» À faire:
[1] Recopiez mot pour mot le passage du texte sur la fiscalité des associations qui commence par les mots contenant "Les sites spécialisés" et s'achève sur "décision de principe.".
[2] D'après le texte sur la fiscalité des associations, quelle juridiction a rendu la décision commentée ?
[3] Poursuivez le texte sur la fiscalité des associations à la suite de sa dernière phrase.

» Texte:

----

Les sites spécialisés se sont fait l’écho d’une récente décision de la Cour Administrative d’Appel de Douai (à consulter dans son intégralité ici) à propos de fiscalité des associations loi 1901. Certaines interprétations de cette décision y voient les prémisses d’une remise en cause de la règle des 4 P ; il n’en est rien. La Cour fait une stricte application de la doctrine administrative. Même si la rédaction de la décision est un peu maladroite, on ne peut y voir aucune remise en cause et selon moi, il ne peut pas s’agir d’une décision de principe.

----

» Données fournies:
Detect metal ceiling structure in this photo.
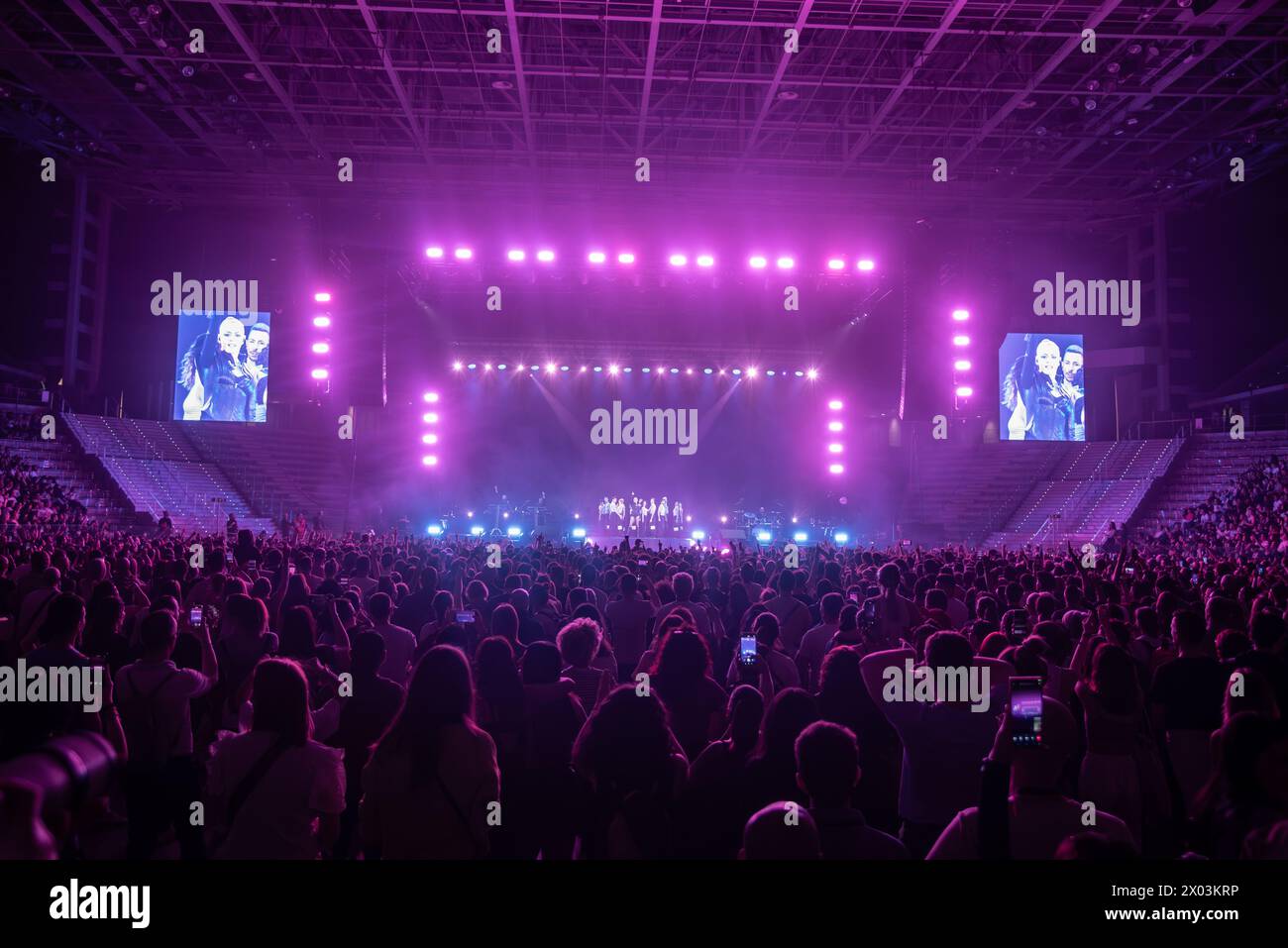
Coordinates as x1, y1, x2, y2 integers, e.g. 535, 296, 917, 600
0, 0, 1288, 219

----

» Réponses:
[1]
Les sites spécialisés se sont fait l’écho d’une récente décision de la Cour Administrative d’Appel de Douai (à consulter dans son intégralité ici) à propos de fiscalité des associations loi 1901. Certaines interprétations de cette décision y voient les prémisses d’une remise en cause de la règle des 4 P ; il n’en est rien. La Cour fait une stricte application de la doctrine administrative. Même si la rédaction de la décision est un peu maladroite, on ne peut y voir aucune remise en cause et selon moi, il ne peut pas s’agir d’une décision de principe.

[2] La Cour Administrative d'Appel de Douai.

[3]
Les faits

Une association de « tracteur pulling » (ce « sport » où des engins bruyants et puants gaspillent des dizaines de litres de fuel pour tirer devant un public ébahi des charges aussi lourdes qu’improbables) organisait une manifestation ouverte au public et payante, à grand renfort de publicité dans les journaux et sur internet. L’administration fiscale a considéré qu’il s’agissait d’une activité lucrative et assujetti l’association aux impôts commerciaux. L’association a porté le contentieux devant les tribunaux qui lui ont donné raison (et l’ont donc déchargée des impositions). Le Ministre du Budget (l’administration fiscale) a fait appel et l’affaire arrive devant la Cour Administrative d’Appel de Douai.

La décision des juges

Les juges d’appel confirment la décision de première instance (la décharge des impôts) et condamnent le Ministère à indemniser l’association pour ses frais de justice (et oui çà arrive !).

Ils rappellent les éléments de fait du dossier en question (en les mélangeant joyeusement dans deux « considérant »).

Quand doit-on appliquer la règle dite des « 4 P » ?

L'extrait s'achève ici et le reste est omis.